Document extract:
□ □ □
Intel® oneAPI Threading Building Blocks
Ask questions and share information about adding parallelism to your applications when using this threading library.

cache_aligned_allocator and small allocations

New Contributor I
ive got a cache_aligned_allocator which I use to allocate matrices that are at most 16bytes...

now im unsure how cache_aligned_allocator works with allocations smaller than a cache line...

does it allocate 16 bytes and then add unusuable padding?

or does it allocate as many matrices there is room for in the cacheline and then pads the rest... and then when i allocate another matrix it will actually use one of these "padding matrices"...

basicly my problem is that i would be wasting to much memory and efficiency if it simply adds padding and i have a single matrix per cacheline...

does the cache_aligned_allocator solve this or do i have to allocate several matrices at a time manually?
□ □ □
Raw data:

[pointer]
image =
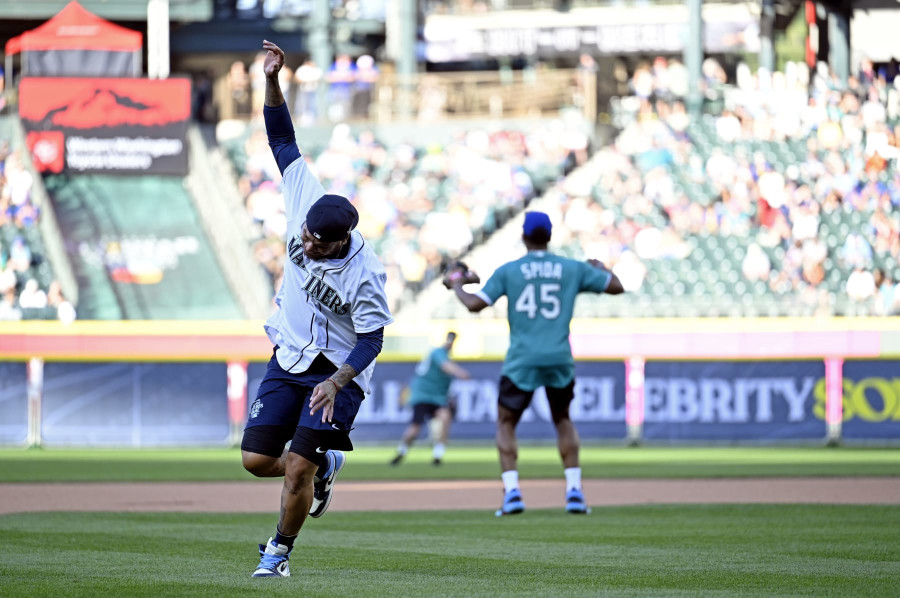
□ □ □
Aim of the exercise: Extend the forum thread on cache_aligned_allocator and small allocations past its last post. The material has no connection to the thread on cache_aligned_allocator.

Result:
0 Kudos
1 Reply

cache_aligned_allocator will pad each matrix to fill out a cache line. You'll have to decided if this is a waste of space or a bargain for avoiding false sharing.

tbb::scalable_allocator might be the right thing to use. If each thread uses tbb::scalable_allocator to allocate 16-byte objects, each thread's objects will be consecutively allocated with no extra padding. Different threads will allocate on different cache lines. The 16 generalizes to any power of 2 between 8 and the cache line size.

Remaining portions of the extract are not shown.